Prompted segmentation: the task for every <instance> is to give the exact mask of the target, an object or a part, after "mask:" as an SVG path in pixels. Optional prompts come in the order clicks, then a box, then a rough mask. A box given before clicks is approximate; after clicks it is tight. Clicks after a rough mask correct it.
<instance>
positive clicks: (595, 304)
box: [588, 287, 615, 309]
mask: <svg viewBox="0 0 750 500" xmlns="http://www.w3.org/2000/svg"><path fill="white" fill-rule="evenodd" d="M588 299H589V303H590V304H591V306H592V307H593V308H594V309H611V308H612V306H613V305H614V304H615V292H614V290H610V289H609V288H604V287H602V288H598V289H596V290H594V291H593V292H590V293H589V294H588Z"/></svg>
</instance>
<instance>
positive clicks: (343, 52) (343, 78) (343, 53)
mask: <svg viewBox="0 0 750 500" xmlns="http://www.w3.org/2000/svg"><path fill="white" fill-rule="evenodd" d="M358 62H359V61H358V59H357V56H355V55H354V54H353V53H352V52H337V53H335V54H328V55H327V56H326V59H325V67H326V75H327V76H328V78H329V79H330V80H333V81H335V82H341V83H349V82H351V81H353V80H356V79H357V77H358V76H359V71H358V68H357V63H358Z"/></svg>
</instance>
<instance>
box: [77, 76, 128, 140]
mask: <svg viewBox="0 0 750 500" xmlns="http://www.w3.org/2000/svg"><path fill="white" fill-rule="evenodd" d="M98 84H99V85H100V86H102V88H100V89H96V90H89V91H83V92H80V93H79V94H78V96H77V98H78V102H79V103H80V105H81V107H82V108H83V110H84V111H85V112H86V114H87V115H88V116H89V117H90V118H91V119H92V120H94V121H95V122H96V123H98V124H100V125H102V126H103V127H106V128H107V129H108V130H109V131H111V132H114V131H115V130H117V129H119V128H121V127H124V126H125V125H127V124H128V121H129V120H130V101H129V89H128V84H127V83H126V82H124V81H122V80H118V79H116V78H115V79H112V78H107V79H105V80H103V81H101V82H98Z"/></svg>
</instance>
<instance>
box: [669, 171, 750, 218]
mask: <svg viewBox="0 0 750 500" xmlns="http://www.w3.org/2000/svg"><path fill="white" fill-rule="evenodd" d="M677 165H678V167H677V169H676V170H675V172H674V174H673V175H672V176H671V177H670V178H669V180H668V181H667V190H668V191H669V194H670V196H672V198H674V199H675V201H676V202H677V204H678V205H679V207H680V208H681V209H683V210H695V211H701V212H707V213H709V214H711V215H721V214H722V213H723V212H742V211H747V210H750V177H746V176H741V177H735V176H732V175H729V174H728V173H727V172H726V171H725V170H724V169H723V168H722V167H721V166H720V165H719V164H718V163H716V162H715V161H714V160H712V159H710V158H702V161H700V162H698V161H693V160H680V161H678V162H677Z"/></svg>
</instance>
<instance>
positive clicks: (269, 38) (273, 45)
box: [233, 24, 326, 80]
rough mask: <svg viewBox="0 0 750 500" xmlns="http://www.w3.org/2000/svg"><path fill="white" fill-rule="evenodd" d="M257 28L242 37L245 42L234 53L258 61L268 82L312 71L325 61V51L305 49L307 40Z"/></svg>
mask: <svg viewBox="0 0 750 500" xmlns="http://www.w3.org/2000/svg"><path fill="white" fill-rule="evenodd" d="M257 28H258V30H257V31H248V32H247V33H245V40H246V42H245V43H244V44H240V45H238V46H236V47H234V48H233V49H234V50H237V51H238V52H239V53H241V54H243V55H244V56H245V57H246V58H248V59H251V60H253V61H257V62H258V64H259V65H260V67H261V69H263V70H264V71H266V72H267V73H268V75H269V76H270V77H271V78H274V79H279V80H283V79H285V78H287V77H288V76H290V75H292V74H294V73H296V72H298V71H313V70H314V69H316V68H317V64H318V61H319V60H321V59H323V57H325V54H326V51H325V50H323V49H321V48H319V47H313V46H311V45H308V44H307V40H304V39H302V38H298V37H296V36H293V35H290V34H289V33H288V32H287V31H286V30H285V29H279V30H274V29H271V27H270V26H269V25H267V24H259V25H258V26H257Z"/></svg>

__________________________________________________

#### Exercise
Render each line of the records above as a string in one JSON list, one entry per line, with blank lines omitted.

#### Result of the task
[
  "Prompted segmentation: the task for every <instance> is to give the exact mask of the target, an object or a part, after \"mask:\" as an SVG path in pixels. Optional prompts come in the order clicks, then a box, then a rough mask. A box given before clicks is approximate; after clicks it is tight. Clicks after a rough mask correct it.",
  "<instance>",
  "positive clicks: (595, 304)",
  "box: [588, 287, 615, 309]",
  "mask: <svg viewBox=\"0 0 750 500\" xmlns=\"http://www.w3.org/2000/svg\"><path fill=\"white\" fill-rule=\"evenodd\" d=\"M588 299H589V303H590V304H591V306H592V307H593V308H594V309H611V308H612V306H613V305H614V304H615V292H614V290H610V289H609V288H604V287H602V288H598V289H596V290H594V291H593V292H590V293H589V294H588Z\"/></svg>",
  "</instance>",
  "<instance>",
  "positive clicks: (343, 52) (343, 78) (343, 53)",
  "mask: <svg viewBox=\"0 0 750 500\" xmlns=\"http://www.w3.org/2000/svg\"><path fill=\"white\" fill-rule=\"evenodd\" d=\"M358 62H359V61H358V59H357V56H355V55H354V54H353V53H352V52H337V53H335V54H328V55H327V56H326V59H325V67H326V75H327V76H328V78H329V79H330V80H333V81H335V82H341V83H349V82H351V81H353V80H356V79H357V77H358V76H359V71H358V68H357V63H358Z\"/></svg>",
  "</instance>",
  "<instance>",
  "box: [77, 76, 128, 140]",
  "mask: <svg viewBox=\"0 0 750 500\" xmlns=\"http://www.w3.org/2000/svg\"><path fill=\"white\" fill-rule=\"evenodd\" d=\"M98 84H99V85H100V86H102V88H100V89H96V90H89V91H83V92H80V93H79V94H78V96H77V98H78V102H79V103H80V105H81V107H82V108H83V110H84V111H85V112H86V114H87V115H88V116H89V117H90V118H91V119H92V120H94V121H95V122H96V123H98V124H100V125H102V126H103V127H106V128H107V129H108V130H109V131H111V132H114V131H115V130H117V129H119V128H121V127H124V126H125V125H127V124H128V121H129V120H130V101H129V89H128V84H127V83H126V82H124V81H122V80H118V79H116V78H115V79H112V78H107V79H105V80H103V81H101V82H98Z\"/></svg>",
  "</instance>",
  "<instance>",
  "box: [669, 171, 750, 218]",
  "mask: <svg viewBox=\"0 0 750 500\" xmlns=\"http://www.w3.org/2000/svg\"><path fill=\"white\" fill-rule=\"evenodd\" d=\"M677 165H678V167H677V169H676V170H675V172H674V174H673V175H672V176H671V177H670V178H669V180H668V181H667V190H668V191H669V194H670V196H672V198H674V199H675V201H676V202H677V204H678V205H679V207H680V208H681V209H683V210H695V211H701V212H707V213H709V214H711V215H721V214H722V213H723V212H742V211H747V210H750V177H746V176H741V177H735V176H732V175H729V174H728V173H727V172H726V171H725V170H724V169H723V168H722V167H721V166H720V165H719V164H718V163H716V162H715V161H714V160H712V159H710V158H702V161H700V162H698V161H693V160H680V161H678V162H677Z\"/></svg>",
  "</instance>",
  "<instance>",
  "positive clicks: (269, 38) (273, 45)",
  "box: [233, 24, 326, 80]",
  "rough mask: <svg viewBox=\"0 0 750 500\" xmlns=\"http://www.w3.org/2000/svg\"><path fill=\"white\" fill-rule=\"evenodd\" d=\"M257 28L242 37L245 42L234 53L258 61L268 82L312 71L325 61V51L305 49L307 40Z\"/></svg>",
  "mask: <svg viewBox=\"0 0 750 500\" xmlns=\"http://www.w3.org/2000/svg\"><path fill=\"white\" fill-rule=\"evenodd\" d=\"M257 28H258V30H257V31H248V32H247V33H245V40H246V42H245V43H244V44H240V45H238V46H236V47H234V48H233V49H234V50H237V51H238V52H239V53H241V54H243V55H244V56H245V57H246V58H248V59H251V60H253V61H257V62H258V64H259V65H260V67H261V69H263V70H264V71H266V72H267V73H268V75H269V76H270V77H271V78H274V79H279V80H283V79H285V78H287V77H288V76H290V75H292V74H294V73H296V72H298V71H313V70H314V69H316V68H317V64H318V61H319V60H321V59H323V57H325V54H326V51H325V50H323V49H321V48H319V47H313V46H311V45H308V44H307V40H304V39H302V38H298V37H296V36H293V35H290V34H289V33H288V32H287V31H286V30H285V29H279V30H274V29H271V27H270V26H269V25H267V24H259V25H258V26H257Z\"/></svg>"
]